Problem description: Locate every line in the data below that contains the string "cliff", and copy each of those lines.

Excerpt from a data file
--- --- ---

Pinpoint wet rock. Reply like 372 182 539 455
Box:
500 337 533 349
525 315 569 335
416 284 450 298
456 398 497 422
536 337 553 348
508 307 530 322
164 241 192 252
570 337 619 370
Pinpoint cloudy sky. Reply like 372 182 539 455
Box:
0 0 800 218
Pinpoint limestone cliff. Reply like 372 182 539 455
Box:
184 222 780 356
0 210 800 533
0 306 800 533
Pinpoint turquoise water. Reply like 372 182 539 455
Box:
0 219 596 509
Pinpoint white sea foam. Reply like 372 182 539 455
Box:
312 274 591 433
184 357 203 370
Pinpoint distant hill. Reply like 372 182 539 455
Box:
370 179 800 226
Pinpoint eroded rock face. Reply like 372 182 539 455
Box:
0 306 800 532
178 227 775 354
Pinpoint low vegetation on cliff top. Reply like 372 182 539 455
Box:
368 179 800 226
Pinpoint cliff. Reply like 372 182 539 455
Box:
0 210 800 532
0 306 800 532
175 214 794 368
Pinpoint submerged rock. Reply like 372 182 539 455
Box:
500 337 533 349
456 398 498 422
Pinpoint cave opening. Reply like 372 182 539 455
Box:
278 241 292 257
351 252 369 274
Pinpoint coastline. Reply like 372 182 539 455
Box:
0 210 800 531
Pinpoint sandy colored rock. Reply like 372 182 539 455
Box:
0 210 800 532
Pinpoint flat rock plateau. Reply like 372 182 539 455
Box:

--- --- ---

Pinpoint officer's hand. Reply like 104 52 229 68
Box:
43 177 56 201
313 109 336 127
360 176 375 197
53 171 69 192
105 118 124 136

--- --- ---

Final result:
Pinpoint limestone cliff. Reply like 372 182 539 455
Pinpoint low vegetation on cliff top. Reply like 372 182 539 455
Pinpoint cliff. Reply like 372 182 539 455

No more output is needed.